:: DATA TO USE ::

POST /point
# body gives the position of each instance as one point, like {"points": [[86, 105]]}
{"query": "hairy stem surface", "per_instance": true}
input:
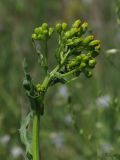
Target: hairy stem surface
{"points": [[35, 135]]}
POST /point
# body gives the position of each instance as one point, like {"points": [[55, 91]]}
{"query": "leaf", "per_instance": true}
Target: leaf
{"points": [[25, 134]]}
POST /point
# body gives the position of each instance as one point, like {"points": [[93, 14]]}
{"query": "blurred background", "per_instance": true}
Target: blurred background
{"points": [[88, 128]]}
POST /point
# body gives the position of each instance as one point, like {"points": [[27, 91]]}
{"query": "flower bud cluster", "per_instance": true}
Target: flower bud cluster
{"points": [[44, 32], [61, 27], [84, 48]]}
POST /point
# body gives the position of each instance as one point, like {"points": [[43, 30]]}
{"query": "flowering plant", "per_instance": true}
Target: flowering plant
{"points": [[75, 54]]}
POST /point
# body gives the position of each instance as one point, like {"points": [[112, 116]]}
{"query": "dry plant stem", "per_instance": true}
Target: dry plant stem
{"points": [[35, 135]]}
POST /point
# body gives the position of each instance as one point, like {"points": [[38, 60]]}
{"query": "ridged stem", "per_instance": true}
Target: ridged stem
{"points": [[35, 135]]}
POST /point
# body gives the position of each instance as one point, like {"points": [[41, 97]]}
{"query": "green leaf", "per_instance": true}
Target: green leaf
{"points": [[25, 134]]}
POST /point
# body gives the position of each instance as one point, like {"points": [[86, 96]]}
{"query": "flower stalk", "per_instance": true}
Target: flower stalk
{"points": [[75, 54]]}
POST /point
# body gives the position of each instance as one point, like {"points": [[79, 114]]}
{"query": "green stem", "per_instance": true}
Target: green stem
{"points": [[35, 135]]}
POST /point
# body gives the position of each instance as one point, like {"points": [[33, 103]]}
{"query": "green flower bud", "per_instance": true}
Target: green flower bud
{"points": [[76, 24], [88, 39], [82, 65], [58, 27], [44, 26], [34, 36], [64, 26], [51, 30], [94, 43], [92, 63]]}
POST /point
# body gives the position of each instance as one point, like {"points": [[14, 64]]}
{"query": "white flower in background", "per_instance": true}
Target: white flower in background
{"points": [[103, 101], [57, 139], [5, 139], [16, 151]]}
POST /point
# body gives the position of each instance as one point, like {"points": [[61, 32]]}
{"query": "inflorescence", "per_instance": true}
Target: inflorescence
{"points": [[76, 49]]}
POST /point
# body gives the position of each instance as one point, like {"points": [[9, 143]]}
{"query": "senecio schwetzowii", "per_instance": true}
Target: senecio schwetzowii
{"points": [[75, 54]]}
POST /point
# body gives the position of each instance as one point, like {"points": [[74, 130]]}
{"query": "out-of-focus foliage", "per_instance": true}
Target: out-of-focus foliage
{"points": [[88, 128]]}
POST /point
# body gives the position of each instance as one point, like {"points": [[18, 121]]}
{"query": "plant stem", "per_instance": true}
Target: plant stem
{"points": [[35, 135]]}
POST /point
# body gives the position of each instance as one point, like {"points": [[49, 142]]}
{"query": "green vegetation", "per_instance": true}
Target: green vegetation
{"points": [[81, 119]]}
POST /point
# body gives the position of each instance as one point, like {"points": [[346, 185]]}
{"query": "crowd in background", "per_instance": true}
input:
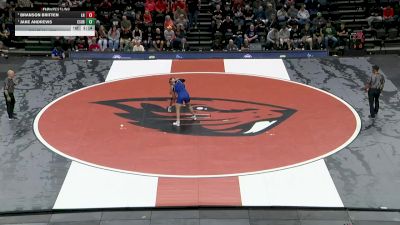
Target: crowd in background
{"points": [[289, 24], [162, 25]]}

:::

TASK DIRECTIONS: Return every line in the data above that contains the string "senecio". Case counts.

TASK ANSWER:
{"query": "senecio schwetzowii", "per_instance": true}
Target: senecio schwetzowii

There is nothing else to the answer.